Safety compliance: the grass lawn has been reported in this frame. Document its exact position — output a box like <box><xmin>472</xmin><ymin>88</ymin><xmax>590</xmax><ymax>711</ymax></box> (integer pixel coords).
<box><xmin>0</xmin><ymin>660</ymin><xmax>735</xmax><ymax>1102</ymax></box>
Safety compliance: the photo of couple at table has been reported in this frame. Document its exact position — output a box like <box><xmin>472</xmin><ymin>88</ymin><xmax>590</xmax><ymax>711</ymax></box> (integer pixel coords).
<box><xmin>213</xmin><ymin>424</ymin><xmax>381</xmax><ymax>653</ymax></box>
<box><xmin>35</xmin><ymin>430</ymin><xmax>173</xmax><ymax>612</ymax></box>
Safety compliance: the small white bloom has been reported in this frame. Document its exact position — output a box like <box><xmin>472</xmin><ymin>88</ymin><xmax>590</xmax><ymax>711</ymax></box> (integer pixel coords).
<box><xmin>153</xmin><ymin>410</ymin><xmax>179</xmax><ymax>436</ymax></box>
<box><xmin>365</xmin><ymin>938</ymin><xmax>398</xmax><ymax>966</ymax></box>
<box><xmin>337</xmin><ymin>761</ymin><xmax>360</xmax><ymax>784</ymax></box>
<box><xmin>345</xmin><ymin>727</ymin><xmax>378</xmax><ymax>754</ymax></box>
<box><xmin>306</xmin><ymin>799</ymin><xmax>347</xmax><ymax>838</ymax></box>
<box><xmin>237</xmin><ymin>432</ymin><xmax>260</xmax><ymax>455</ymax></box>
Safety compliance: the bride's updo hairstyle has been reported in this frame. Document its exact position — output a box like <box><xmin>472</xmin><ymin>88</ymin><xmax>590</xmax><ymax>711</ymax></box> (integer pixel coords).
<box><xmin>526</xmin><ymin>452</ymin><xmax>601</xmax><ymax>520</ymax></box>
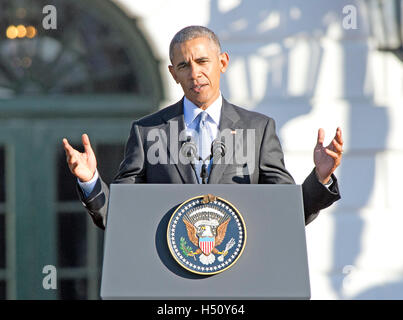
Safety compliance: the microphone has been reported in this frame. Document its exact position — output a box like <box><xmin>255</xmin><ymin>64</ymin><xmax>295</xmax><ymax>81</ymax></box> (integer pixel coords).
<box><xmin>199</xmin><ymin>139</ymin><xmax>227</xmax><ymax>184</ymax></box>
<box><xmin>180</xmin><ymin>136</ymin><xmax>201</xmax><ymax>182</ymax></box>
<box><xmin>180</xmin><ymin>137</ymin><xmax>227</xmax><ymax>184</ymax></box>
<box><xmin>210</xmin><ymin>138</ymin><xmax>227</xmax><ymax>163</ymax></box>
<box><xmin>181</xmin><ymin>137</ymin><xmax>197</xmax><ymax>162</ymax></box>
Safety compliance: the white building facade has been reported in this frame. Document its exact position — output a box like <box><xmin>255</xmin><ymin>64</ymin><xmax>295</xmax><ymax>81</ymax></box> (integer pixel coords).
<box><xmin>115</xmin><ymin>0</ymin><xmax>403</xmax><ymax>299</ymax></box>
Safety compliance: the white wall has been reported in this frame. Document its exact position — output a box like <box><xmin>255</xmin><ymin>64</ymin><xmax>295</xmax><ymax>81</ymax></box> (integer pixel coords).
<box><xmin>115</xmin><ymin>0</ymin><xmax>403</xmax><ymax>299</ymax></box>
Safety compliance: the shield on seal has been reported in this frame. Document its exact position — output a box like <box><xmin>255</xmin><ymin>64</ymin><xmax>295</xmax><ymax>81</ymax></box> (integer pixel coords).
<box><xmin>199</xmin><ymin>237</ymin><xmax>215</xmax><ymax>256</ymax></box>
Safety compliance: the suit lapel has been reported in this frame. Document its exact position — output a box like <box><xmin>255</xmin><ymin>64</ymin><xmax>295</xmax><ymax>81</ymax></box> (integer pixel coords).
<box><xmin>163</xmin><ymin>99</ymin><xmax>197</xmax><ymax>184</ymax></box>
<box><xmin>207</xmin><ymin>98</ymin><xmax>240</xmax><ymax>184</ymax></box>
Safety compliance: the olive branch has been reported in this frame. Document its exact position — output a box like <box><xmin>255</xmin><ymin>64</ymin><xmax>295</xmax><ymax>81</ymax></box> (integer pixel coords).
<box><xmin>179</xmin><ymin>237</ymin><xmax>196</xmax><ymax>260</ymax></box>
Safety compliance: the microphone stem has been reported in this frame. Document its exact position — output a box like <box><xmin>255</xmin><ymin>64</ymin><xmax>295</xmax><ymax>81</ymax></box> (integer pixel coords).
<box><xmin>200</xmin><ymin>163</ymin><xmax>207</xmax><ymax>184</ymax></box>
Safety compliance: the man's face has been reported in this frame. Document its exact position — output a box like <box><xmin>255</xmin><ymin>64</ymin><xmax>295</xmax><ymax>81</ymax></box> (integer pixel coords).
<box><xmin>168</xmin><ymin>37</ymin><xmax>229</xmax><ymax>109</ymax></box>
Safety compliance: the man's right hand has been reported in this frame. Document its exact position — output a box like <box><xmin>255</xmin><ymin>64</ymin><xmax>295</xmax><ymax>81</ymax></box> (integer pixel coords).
<box><xmin>63</xmin><ymin>134</ymin><xmax>97</xmax><ymax>182</ymax></box>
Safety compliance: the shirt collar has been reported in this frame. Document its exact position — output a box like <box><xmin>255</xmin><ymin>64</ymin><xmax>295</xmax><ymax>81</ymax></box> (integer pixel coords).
<box><xmin>183</xmin><ymin>92</ymin><xmax>222</xmax><ymax>127</ymax></box>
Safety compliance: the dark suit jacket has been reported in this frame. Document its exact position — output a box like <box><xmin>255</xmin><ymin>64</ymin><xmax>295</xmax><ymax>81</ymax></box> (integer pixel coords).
<box><xmin>77</xmin><ymin>99</ymin><xmax>340</xmax><ymax>228</ymax></box>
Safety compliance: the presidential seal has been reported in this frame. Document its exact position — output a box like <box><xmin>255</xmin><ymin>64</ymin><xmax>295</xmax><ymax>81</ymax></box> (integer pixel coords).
<box><xmin>167</xmin><ymin>194</ymin><xmax>246</xmax><ymax>275</ymax></box>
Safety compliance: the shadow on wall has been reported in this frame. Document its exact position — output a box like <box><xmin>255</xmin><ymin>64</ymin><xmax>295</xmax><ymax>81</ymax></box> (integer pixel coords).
<box><xmin>209</xmin><ymin>0</ymin><xmax>394</xmax><ymax>298</ymax></box>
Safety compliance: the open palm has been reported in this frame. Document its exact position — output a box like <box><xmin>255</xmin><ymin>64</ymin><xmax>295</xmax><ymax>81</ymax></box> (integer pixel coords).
<box><xmin>313</xmin><ymin>128</ymin><xmax>343</xmax><ymax>183</ymax></box>
<box><xmin>63</xmin><ymin>134</ymin><xmax>97</xmax><ymax>182</ymax></box>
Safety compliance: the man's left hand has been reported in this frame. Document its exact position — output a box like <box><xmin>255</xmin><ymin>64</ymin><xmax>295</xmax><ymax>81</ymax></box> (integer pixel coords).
<box><xmin>313</xmin><ymin>128</ymin><xmax>343</xmax><ymax>184</ymax></box>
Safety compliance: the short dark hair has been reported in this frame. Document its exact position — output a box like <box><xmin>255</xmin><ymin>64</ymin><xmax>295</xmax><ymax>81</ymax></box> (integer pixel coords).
<box><xmin>169</xmin><ymin>26</ymin><xmax>221</xmax><ymax>62</ymax></box>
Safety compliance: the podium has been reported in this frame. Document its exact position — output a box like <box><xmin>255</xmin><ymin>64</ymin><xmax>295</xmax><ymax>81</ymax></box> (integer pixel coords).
<box><xmin>101</xmin><ymin>184</ymin><xmax>310</xmax><ymax>300</ymax></box>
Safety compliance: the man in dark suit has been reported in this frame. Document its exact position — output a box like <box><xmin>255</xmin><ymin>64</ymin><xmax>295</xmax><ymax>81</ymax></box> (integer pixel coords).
<box><xmin>63</xmin><ymin>26</ymin><xmax>343</xmax><ymax>228</ymax></box>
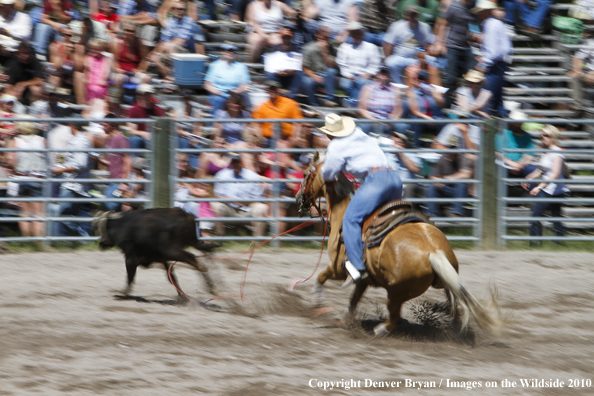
++++++++++
• [What the task requires]:
Tally the lines in the listing above that contain the string "microphone", treating case as significant, and give only the number.

• [Solution for this problem]:
2